## Exercise prompt
In the material below, print every line exactly and omit the pictures.

··· Provided material

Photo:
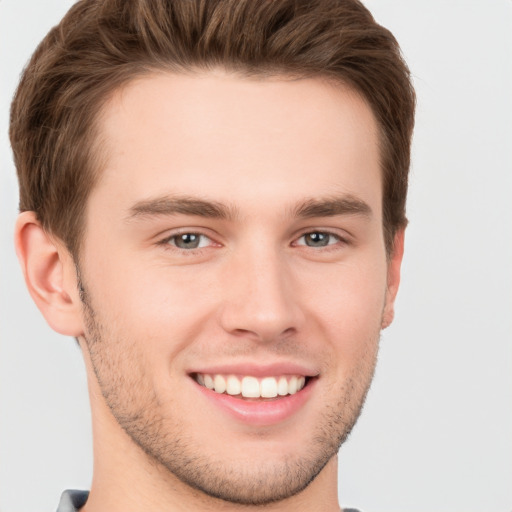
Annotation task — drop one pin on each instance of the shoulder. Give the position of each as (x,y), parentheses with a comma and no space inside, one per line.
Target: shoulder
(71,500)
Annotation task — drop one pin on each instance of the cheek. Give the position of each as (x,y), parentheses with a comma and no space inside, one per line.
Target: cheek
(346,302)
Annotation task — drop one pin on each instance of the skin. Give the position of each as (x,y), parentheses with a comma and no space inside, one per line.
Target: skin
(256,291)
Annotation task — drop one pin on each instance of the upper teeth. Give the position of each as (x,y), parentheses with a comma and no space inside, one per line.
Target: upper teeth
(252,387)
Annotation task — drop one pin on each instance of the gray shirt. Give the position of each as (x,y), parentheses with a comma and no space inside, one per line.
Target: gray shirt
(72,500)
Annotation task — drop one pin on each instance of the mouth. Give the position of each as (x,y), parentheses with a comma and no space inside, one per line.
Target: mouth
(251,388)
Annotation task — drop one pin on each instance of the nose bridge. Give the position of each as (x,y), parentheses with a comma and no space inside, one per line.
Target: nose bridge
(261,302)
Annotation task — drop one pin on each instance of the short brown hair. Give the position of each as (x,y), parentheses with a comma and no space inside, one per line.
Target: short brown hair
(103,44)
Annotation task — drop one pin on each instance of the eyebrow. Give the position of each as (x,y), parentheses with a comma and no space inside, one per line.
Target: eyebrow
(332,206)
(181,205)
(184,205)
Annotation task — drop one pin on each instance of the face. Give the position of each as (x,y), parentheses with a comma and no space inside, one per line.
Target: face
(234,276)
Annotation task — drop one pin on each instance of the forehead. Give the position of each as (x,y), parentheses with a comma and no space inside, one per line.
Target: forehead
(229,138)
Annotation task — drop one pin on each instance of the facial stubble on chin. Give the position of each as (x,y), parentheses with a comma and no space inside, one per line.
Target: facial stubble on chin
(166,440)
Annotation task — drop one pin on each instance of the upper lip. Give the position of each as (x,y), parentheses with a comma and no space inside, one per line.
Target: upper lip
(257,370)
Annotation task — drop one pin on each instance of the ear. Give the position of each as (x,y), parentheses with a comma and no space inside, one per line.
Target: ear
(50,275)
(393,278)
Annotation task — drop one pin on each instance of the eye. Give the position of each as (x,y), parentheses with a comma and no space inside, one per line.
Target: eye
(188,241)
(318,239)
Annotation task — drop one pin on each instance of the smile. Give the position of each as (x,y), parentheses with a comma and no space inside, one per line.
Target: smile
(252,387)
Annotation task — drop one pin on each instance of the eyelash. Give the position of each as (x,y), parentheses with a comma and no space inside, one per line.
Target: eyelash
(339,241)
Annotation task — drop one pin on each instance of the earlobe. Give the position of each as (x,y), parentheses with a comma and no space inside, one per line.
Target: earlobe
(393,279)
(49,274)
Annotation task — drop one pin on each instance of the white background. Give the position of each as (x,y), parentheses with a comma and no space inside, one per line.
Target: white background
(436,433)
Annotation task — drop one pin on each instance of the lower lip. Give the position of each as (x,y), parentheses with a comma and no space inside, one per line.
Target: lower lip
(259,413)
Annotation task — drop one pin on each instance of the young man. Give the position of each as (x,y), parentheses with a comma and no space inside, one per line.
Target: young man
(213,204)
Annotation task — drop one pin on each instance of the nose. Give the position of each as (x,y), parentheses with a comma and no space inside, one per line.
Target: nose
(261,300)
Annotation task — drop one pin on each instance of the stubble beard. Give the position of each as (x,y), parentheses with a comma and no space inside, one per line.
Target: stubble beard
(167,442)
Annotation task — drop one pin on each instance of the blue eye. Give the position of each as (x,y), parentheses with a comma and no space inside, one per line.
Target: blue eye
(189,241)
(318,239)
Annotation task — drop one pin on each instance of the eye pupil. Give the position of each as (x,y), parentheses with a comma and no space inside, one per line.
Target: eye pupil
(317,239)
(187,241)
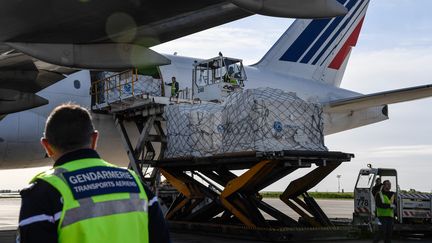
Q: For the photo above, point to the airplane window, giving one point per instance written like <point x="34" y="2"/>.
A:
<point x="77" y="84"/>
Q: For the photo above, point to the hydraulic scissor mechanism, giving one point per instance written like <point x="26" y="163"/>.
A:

······

## Answer to this exercise
Photo:
Annotation task — drop one pin on each instance of the shoulder. Give the position of each as (x,y), parentheses with a comma and no space inside, one per line.
Target: shoulder
(71,500)
Annotation task — drop one pin on each instance of the cheek. Give the position of each as (x,y), parentheses with a comma and no space inside, one per line.
Target: cheek
(346,302)
Annotation task — drop one pin on each instance of the skin. Give the position of each as (x,y), parentheses with a comma and no space inside, one per line.
Target: skin
(256,291)
Annotation task — drop one pin on each instance of the upper teeth. Give the position of each as (x,y), parentheses with a comma and no space inside, one per line.
Target: upper teeth
(252,387)
Annotation task — drop one pin on each instance of the gray shirt. Give the position of each as (x,y), parentheses with a comma and no space inside, one per line.
Target: gray shirt
(72,500)
Annotation task — drop one pin on each instance of the mouth. Give the position of each as (x,y), parentheses with a comma and no space inside, one per line.
Target: mouth
(251,388)
Annotation task — drop one pin on each instance of the nose bridge. Give the position of each as (x,y), parentheses with a comma and no space inside, one per line.
Target: nose bridge
(261,302)
Annotation task — drop one pin on each instance of the short brown hair. Give the position of each as (x,y), parentheses with a comma and no space inside, one per line.
Target: short brown hair
(103,44)
Annotation task — drop one pin on each instance of the eyebrow. Give the position of each as (x,y), parentheses with a comma and no space inside, one per line.
Target: eyebrow
(332,206)
(181,205)
(184,205)
Annotation task — drop one pin on each instance of the face. Give the position of each as (x,y), parentheses with a comma and no space inside, one per line.
Target: face
(234,276)
Annotation task — drop one pin on each instance of the forehead. Give the position of each as (x,y), parentheses with a comma and no space inside, one per line.
Target: forehead
(229,138)
Annotation task — drop one pin on each instance of the facial stubble on chin. Give the position of each as (x,y), parentheses with a comma and no space inside, one per line.
Target: facial stubble on chin
(166,440)
Annotation task — drop one pin on each instance of the upper lip. Give the position of each as (x,y), parentheses with a comma and no space inside, one per line.
Target: upper lip
(257,370)
Annotation task — drop one pin on each instance of the ear. Give the position of each as (x,y), parentheses with a comma and no space inside, one per line.
Target: ear
(50,275)
(393,278)
Annotation task — drop one pin on each instance of the eye. Give the position of each as (x,y), parentheses with a comma and no space inside, one per line.
Target: eye
(188,241)
(318,239)
Annotation task — drop one pin on each instance of the smile. Give the position of each as (x,y), parentheses with a comma and no space inside, one per line.
Target: smile
(252,387)
Annotation task — drop one pin on each instance of the eyelash. Give the position of each as (x,y), parentheses with a comma and no space inside, one per line.
Target: eyelash
(339,241)
Annotation task — drop one pin on each instance of the earlobe. Give the position of each as (x,y), parentheses with a comma and no space inside, one per line.
Target: earlobe
(393,279)
(49,274)
Annotation task — drop one pin on each instance of the white background. Give the position of each as (x,y), parentheses with a comma and no space inside, one per line.
Target: white background
(436,433)
Annotation task — drop one pin on each instance of the lower lip. Give the position of each as (x,y), parentheses with a comma and no space inside, one per line.
Target: lower lip
(259,413)
Annotation task — drop one pin on each instance of the young man. Give the position of each as (x,y), parentheses with a comma and no space inside, one per line.
Target: young man
(213,204)
Annotation task — drop one pin on each instance of the nose. Give the position of each as (x,y), parentheses with a comma and no space inside, one per line.
Target: nose
(261,300)
Annotation task — drop one pin on each instance of the stubble beard. Give the position of each as (x,y), parentheses with a comma and no space inside, one per line.
Target: stubble beard
(167,442)
Annotation task — drop one pin on each instance of the blue eye. Give the position of each as (x,y), parentheses with a comma and no space inside, one per line.
Target: blue eye
(189,241)
(318,239)
Annotation task — drop one pin on each instance of the eye pupil. Give the position of each as (x,y), parentheses with a comma and no space inside, one per line.
Target: eye pupil
(317,239)
(187,241)
Q: For the photo above, point to the airplane window, giving one point per instance written like <point x="34" y="2"/>.
A:
<point x="77" y="84"/>
Q: For the photo above, point to the hydraulic scissor mechanism, giving one point per instance written like <point x="26" y="163"/>.
A:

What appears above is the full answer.